Count the lines in the listing below that contain the word "climbing", and reply with only that number.

— Begin —

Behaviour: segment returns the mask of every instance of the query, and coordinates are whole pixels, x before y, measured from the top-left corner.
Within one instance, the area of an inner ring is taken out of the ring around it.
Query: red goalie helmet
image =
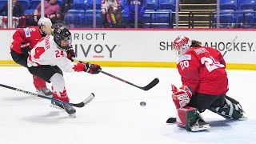
[[[184,37],[184,35],[180,35],[174,40],[173,49],[175,54],[181,57],[190,48],[190,46],[191,42],[190,38]]]

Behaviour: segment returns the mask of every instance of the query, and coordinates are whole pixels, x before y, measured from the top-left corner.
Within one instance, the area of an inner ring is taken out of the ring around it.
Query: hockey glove
[[[84,71],[86,73],[90,73],[91,74],[98,74],[101,72],[102,70],[101,66],[97,64],[90,64],[89,62],[86,63]]]
[[[69,58],[70,61],[74,62],[74,60],[72,59],[72,57],[75,58],[75,54],[74,52],[74,50],[72,48],[70,49],[67,49],[66,50],[66,54],[67,54],[67,58]]]
[[[186,106],[192,97],[192,90],[190,86],[182,86],[181,88],[177,89],[174,85],[172,87],[172,98],[175,104],[176,109],[179,109]]]
[[[30,51],[30,44],[27,42],[22,42],[19,44],[21,46],[21,50],[23,54],[27,54]]]

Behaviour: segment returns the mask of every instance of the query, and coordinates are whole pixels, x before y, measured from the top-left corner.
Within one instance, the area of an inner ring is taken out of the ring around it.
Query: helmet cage
[[[191,46],[190,40],[183,35],[178,36],[173,43],[173,48],[178,57],[182,56]]]

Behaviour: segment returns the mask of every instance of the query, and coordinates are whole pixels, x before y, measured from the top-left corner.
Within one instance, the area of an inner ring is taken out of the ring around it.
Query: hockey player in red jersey
[[[18,30],[13,35],[13,42],[10,46],[10,54],[14,61],[27,67],[28,53],[38,43],[42,37],[52,34],[52,23],[47,18],[41,18],[38,26],[29,26]],[[46,88],[46,82],[33,75],[34,85],[39,94],[51,97],[51,91]]]
[[[239,102],[226,95],[229,89],[226,62],[218,50],[182,35],[174,40],[173,48],[179,57],[177,67],[182,82],[179,89],[171,86],[178,126],[188,131],[210,128],[200,115],[206,110],[226,118],[243,117]]]
[[[67,58],[66,49],[71,45],[71,33],[65,27],[54,30],[54,34],[41,38],[31,50],[28,58],[30,72],[47,82],[52,83],[53,98],[69,102],[62,70],[65,72],[82,72],[98,74],[101,66],[87,62],[74,63]],[[71,117],[75,117],[75,109],[69,105],[55,102],[64,108]]]

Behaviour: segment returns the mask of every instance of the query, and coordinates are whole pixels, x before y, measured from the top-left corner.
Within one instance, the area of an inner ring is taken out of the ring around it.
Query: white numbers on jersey
[[[224,65],[220,64],[218,62],[216,62],[211,56],[210,56],[210,58],[202,57],[201,58],[201,63],[202,65],[206,65],[206,67],[209,72],[211,72],[212,70],[220,67],[225,67]]]
[[[189,61],[182,61],[179,62],[179,65],[181,66],[182,70],[184,70],[186,67],[190,66]]]

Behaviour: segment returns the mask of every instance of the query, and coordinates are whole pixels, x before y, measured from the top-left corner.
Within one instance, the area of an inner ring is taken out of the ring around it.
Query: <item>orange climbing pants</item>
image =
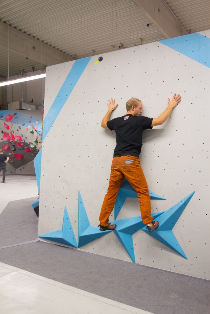
[[[105,195],[99,217],[100,224],[109,225],[109,217],[113,210],[120,186],[126,178],[135,189],[138,196],[142,221],[145,225],[151,222],[150,196],[139,158],[127,155],[113,159],[107,193]]]

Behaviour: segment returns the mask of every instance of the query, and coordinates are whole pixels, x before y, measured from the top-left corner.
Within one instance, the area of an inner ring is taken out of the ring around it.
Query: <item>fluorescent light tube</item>
[[[15,84],[16,83],[21,83],[22,82],[26,82],[27,81],[32,81],[33,79],[37,79],[37,78],[45,78],[46,76],[46,73],[43,73],[43,74],[39,74],[37,75],[33,75],[32,76],[28,76],[25,78],[16,78],[15,79],[11,80],[11,81],[5,81],[4,82],[0,82],[0,86],[10,85],[11,84]]]

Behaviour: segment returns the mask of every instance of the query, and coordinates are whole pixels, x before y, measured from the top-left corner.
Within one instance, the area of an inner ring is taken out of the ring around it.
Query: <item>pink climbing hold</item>
[[[15,139],[13,134],[11,134],[11,139],[12,141],[15,141]]]
[[[24,147],[24,145],[22,145],[20,143],[18,143],[18,142],[16,142],[15,144],[19,147]]]
[[[9,127],[7,124],[6,124],[5,122],[4,122],[4,127],[6,127],[7,130],[9,130]]]
[[[31,149],[30,148],[26,147],[25,149],[25,151],[26,153],[31,153],[31,152],[33,151],[33,149]]]
[[[9,150],[10,146],[8,145],[7,144],[5,144],[5,145],[2,146],[2,148],[4,150]]]
[[[22,142],[22,138],[20,135],[16,135],[16,137],[18,139],[18,140],[19,142]]]
[[[6,132],[4,133],[3,136],[3,139],[4,141],[10,141],[10,136]]]
[[[10,114],[9,113],[9,114],[6,117],[6,121],[7,122],[9,122],[11,121],[11,120],[12,120],[14,116],[13,115],[10,116]]]
[[[14,156],[17,160],[20,160],[24,157],[24,155],[22,154],[14,154]]]

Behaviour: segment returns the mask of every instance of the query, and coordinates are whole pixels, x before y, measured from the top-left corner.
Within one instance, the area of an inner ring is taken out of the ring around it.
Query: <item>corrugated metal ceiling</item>
[[[210,29],[209,0],[165,2],[188,33]],[[131,0],[1,0],[0,19],[77,59],[118,50],[120,43],[127,47],[165,38]],[[7,76],[8,51],[0,53],[0,74]],[[41,68],[14,52],[10,58],[11,75],[18,68],[31,71],[31,64]]]

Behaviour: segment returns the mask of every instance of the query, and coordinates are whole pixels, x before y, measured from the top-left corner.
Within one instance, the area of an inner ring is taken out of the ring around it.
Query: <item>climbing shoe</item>
[[[159,226],[159,223],[158,221],[152,221],[152,226],[151,227],[150,226],[147,226],[146,227],[146,229],[148,229],[149,232],[153,232]]]

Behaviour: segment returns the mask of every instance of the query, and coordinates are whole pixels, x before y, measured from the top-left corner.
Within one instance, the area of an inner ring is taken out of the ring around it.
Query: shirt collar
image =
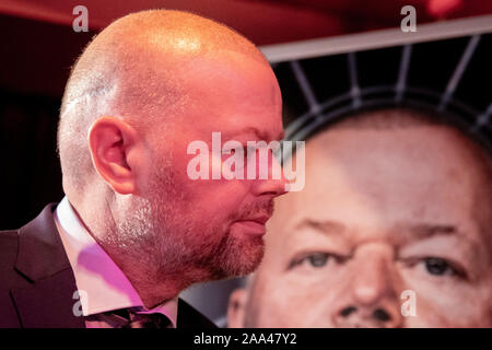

— End —

> _WORKED ANSWER_
3